▶ Record list
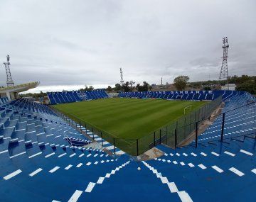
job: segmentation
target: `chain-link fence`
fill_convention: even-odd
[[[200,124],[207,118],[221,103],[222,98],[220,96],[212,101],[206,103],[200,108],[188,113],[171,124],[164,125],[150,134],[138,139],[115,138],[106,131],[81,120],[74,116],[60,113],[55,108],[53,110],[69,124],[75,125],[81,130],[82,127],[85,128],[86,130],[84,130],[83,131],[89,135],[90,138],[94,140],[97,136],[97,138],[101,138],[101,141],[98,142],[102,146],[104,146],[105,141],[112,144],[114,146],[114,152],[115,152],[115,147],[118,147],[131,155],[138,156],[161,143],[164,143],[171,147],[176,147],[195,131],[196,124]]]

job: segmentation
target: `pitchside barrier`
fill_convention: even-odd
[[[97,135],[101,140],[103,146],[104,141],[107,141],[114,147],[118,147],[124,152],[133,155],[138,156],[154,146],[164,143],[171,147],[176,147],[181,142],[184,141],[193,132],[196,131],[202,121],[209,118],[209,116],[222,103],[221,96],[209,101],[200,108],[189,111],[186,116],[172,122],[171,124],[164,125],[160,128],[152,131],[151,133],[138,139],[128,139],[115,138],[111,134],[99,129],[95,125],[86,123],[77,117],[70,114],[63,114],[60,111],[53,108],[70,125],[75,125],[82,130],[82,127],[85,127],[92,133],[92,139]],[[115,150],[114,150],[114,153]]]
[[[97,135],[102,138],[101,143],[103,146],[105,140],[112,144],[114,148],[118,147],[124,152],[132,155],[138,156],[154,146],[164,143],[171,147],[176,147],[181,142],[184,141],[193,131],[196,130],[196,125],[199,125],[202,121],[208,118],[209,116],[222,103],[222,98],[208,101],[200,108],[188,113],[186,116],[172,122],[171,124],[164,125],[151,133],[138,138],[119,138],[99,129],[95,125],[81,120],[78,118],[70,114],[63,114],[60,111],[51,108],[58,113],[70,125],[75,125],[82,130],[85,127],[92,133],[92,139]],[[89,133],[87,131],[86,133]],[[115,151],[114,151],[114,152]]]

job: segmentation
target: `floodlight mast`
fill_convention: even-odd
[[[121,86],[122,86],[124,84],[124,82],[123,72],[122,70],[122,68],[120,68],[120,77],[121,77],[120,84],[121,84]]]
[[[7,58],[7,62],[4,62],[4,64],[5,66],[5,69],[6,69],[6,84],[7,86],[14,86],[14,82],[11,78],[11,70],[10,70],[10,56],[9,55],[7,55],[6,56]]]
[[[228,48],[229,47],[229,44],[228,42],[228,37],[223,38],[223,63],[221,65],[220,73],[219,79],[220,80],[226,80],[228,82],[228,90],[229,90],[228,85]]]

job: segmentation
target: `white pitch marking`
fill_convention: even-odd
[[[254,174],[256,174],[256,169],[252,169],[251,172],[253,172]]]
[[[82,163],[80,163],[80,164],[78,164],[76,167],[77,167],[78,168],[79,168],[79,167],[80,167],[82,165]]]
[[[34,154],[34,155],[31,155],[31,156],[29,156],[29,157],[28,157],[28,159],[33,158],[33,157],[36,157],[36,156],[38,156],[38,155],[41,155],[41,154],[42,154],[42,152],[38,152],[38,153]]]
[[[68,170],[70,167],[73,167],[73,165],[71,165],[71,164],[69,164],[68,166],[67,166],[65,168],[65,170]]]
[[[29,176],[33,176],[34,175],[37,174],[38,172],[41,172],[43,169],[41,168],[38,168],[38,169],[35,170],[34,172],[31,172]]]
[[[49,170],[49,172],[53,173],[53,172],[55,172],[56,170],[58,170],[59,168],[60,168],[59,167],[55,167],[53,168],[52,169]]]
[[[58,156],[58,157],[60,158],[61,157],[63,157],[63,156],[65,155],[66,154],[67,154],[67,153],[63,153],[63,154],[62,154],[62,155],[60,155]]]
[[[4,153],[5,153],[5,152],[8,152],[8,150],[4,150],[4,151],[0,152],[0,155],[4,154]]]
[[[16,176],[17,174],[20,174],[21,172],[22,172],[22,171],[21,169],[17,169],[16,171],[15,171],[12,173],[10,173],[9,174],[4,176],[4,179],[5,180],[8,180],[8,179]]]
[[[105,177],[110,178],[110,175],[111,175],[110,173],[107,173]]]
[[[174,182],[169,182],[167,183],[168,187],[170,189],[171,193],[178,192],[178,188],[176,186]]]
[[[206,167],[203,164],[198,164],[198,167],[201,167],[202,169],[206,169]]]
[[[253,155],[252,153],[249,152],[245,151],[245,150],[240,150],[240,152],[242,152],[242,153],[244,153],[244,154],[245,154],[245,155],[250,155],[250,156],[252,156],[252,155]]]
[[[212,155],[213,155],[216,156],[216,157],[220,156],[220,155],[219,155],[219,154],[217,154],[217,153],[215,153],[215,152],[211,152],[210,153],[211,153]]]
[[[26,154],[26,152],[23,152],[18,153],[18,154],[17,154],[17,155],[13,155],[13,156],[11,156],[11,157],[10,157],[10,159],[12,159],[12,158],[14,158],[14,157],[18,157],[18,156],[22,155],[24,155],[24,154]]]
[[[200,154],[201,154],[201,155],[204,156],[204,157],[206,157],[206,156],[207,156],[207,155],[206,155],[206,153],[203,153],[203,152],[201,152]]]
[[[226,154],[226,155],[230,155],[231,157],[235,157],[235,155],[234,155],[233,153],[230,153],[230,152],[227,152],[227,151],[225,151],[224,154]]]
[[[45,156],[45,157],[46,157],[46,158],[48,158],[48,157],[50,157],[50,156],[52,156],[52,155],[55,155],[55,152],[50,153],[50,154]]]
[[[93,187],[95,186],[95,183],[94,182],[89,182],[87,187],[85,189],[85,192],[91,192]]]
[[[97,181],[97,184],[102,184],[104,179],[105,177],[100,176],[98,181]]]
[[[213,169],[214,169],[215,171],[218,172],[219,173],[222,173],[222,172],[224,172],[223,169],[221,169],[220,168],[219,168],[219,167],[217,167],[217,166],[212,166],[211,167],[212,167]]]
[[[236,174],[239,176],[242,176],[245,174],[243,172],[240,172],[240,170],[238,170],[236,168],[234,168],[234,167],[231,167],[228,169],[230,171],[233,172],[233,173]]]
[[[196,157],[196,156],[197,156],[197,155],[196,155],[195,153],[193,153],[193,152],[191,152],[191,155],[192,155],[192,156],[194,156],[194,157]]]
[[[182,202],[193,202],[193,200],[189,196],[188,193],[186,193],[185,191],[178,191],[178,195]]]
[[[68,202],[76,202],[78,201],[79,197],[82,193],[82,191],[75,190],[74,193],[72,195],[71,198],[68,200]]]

▶ What to produce
Every record above should be written out again exactly; the pictures stay out of the copy.

▶ Response
job: segmentation
target: `chain-link fence`
fill_convention: even-odd
[[[200,124],[207,118],[221,103],[222,98],[220,96],[212,101],[206,103],[200,108],[188,113],[171,124],[164,125],[150,134],[138,139],[115,138],[106,131],[81,120],[74,116],[60,113],[55,108],[53,110],[69,124],[75,125],[81,130],[82,127],[85,128],[86,130],[84,130],[83,131],[89,135],[90,138],[94,140],[97,136],[97,138],[101,138],[101,141],[98,142],[102,146],[104,146],[105,141],[112,144],[114,146],[114,152],[115,152],[115,147],[118,147],[131,155],[138,156],[161,143],[164,143],[171,147],[176,147],[195,131],[196,124]]]

job: segmentation
target: `pitchside barrier`
fill_convention: even-odd
[[[97,135],[101,140],[103,146],[104,141],[107,141],[114,147],[118,147],[124,152],[133,155],[138,156],[154,146],[164,143],[171,147],[176,147],[181,142],[184,141],[193,132],[196,131],[202,121],[209,118],[209,116],[222,103],[221,96],[209,101],[200,108],[189,111],[186,116],[172,122],[171,124],[164,125],[160,128],[152,131],[151,133],[138,139],[128,139],[115,138],[111,134],[99,129],[95,125],[86,123],[77,117],[70,114],[63,114],[60,111],[53,108],[70,125],[75,125],[82,130],[82,127],[85,127],[92,133],[92,139]],[[115,150],[114,150],[114,153]]]
[[[97,135],[102,138],[101,143],[103,146],[105,140],[112,144],[114,148],[118,147],[124,152],[132,155],[138,156],[154,146],[164,143],[171,147],[176,147],[181,142],[184,141],[193,131],[196,130],[196,125],[199,125],[202,121],[208,118],[209,116],[222,103],[222,98],[208,101],[200,108],[188,113],[186,116],[172,122],[171,124],[164,125],[151,133],[138,138],[119,138],[99,129],[95,125],[81,120],[78,118],[70,114],[63,114],[60,111],[51,108],[58,113],[70,125],[75,125],[82,130],[85,127],[92,133],[92,139]],[[89,133],[87,131],[86,133]],[[115,151],[114,151],[114,152]]]

job: segmentation
target: `floodlight mast`
fill_convention: even-odd
[[[121,86],[122,86],[124,84],[124,82],[123,72],[122,70],[122,68],[120,68],[120,77],[121,77],[120,84],[121,84]]]
[[[7,58],[7,62],[4,62],[4,64],[5,66],[5,69],[6,69],[6,84],[7,86],[14,86],[14,82],[11,78],[11,70],[10,70],[10,56],[9,55],[7,55],[6,56]]]
[[[228,48],[229,47],[229,44],[228,42],[228,37],[223,38],[223,63],[221,65],[220,73],[219,79],[220,80],[226,80],[228,82],[228,90],[229,90],[228,85]]]

job: segmentation
target: `white pitch marking`
fill_convention: even-odd
[[[254,174],[256,174],[256,169],[252,169],[251,172],[253,172]]]
[[[82,163],[80,163],[80,164],[78,164],[76,167],[77,167],[78,168],[79,168],[79,167],[80,167],[82,165]]]
[[[34,154],[34,155],[31,155],[31,156],[29,156],[29,157],[28,157],[28,159],[33,158],[33,157],[36,157],[36,156],[38,156],[38,155],[41,155],[41,154],[42,154],[42,152],[38,152],[38,153]]]
[[[68,170],[70,167],[73,167],[73,165],[71,165],[71,164],[69,164],[68,166],[67,166],[65,168],[65,170]]]
[[[29,176],[33,176],[34,175],[37,174],[38,172],[41,172],[43,169],[41,168],[38,168],[38,169],[35,170],[34,172],[31,172]]]
[[[49,170],[49,172],[53,173],[53,172],[55,172],[56,170],[58,170],[59,168],[60,168],[59,167],[55,167],[53,168],[52,169]]]
[[[58,156],[58,157],[60,158],[61,157],[63,157],[63,156],[65,155],[66,154],[67,154],[67,153],[63,153],[63,154],[62,154],[62,155],[60,155]]]
[[[4,153],[5,153],[5,152],[8,152],[8,150],[4,150],[4,151],[0,152],[0,155],[4,154]]]
[[[16,176],[17,174],[20,174],[21,172],[22,172],[22,171],[21,169],[17,169],[16,171],[15,171],[12,173],[10,173],[9,174],[4,176],[4,179],[5,180],[8,180],[8,179]]]
[[[105,177],[110,178],[110,175],[111,175],[110,173],[107,173]]]
[[[174,182],[169,182],[167,183],[168,187],[170,189],[171,193],[178,192],[178,188],[176,186]]]
[[[206,167],[203,164],[198,164],[198,167],[201,167],[202,169],[206,169]]]
[[[253,155],[252,153],[249,152],[245,151],[245,150],[240,150],[240,152],[242,152],[242,153],[244,153],[244,154],[245,154],[245,155],[250,155],[250,156],[252,156],[252,155]]]
[[[212,155],[213,155],[216,156],[216,157],[220,156],[220,155],[219,155],[219,154],[217,154],[217,153],[215,153],[215,152],[211,152],[210,153],[211,153]]]
[[[26,154],[26,152],[23,152],[18,153],[18,154],[17,154],[17,155],[13,155],[13,156],[11,156],[11,157],[10,157],[10,159],[12,159],[12,158],[14,158],[14,157],[18,157],[18,156],[22,155],[24,155],[24,154]]]
[[[200,154],[201,154],[201,155],[204,156],[204,157],[206,157],[206,156],[207,156],[207,155],[206,155],[206,153],[203,153],[203,152],[201,152]]]
[[[226,154],[226,155],[230,155],[231,157],[235,157],[235,155],[234,155],[233,153],[230,153],[230,152],[227,152],[227,151],[225,151],[224,154]]]
[[[45,156],[45,157],[46,157],[46,158],[48,158],[48,157],[50,157],[50,156],[52,156],[52,155],[55,155],[55,152],[50,153],[50,154]]]
[[[93,187],[95,186],[95,183],[94,182],[89,182],[87,187],[85,189],[85,192],[91,192]]]
[[[97,181],[97,184],[102,184],[104,179],[105,177],[100,176],[98,181]]]
[[[213,169],[214,169],[215,171],[218,172],[219,173],[222,173],[222,172],[224,172],[223,169],[221,169],[220,168],[219,168],[219,167],[217,167],[217,166],[212,166],[211,167],[212,167]]]
[[[236,174],[239,176],[242,176],[245,174],[243,172],[240,172],[240,170],[238,170],[236,168],[234,168],[234,167],[231,167],[228,169],[230,171],[233,172],[233,173]]]
[[[196,157],[196,156],[197,156],[197,155],[196,155],[195,153],[193,153],[193,152],[191,152],[191,155],[192,155],[192,156],[194,156],[194,157]]]
[[[182,202],[193,202],[193,200],[189,196],[188,193],[186,193],[185,191],[178,191],[178,195]]]
[[[68,202],[76,202],[78,201],[79,197],[82,193],[82,191],[75,190],[74,193],[72,195],[71,198],[68,200]]]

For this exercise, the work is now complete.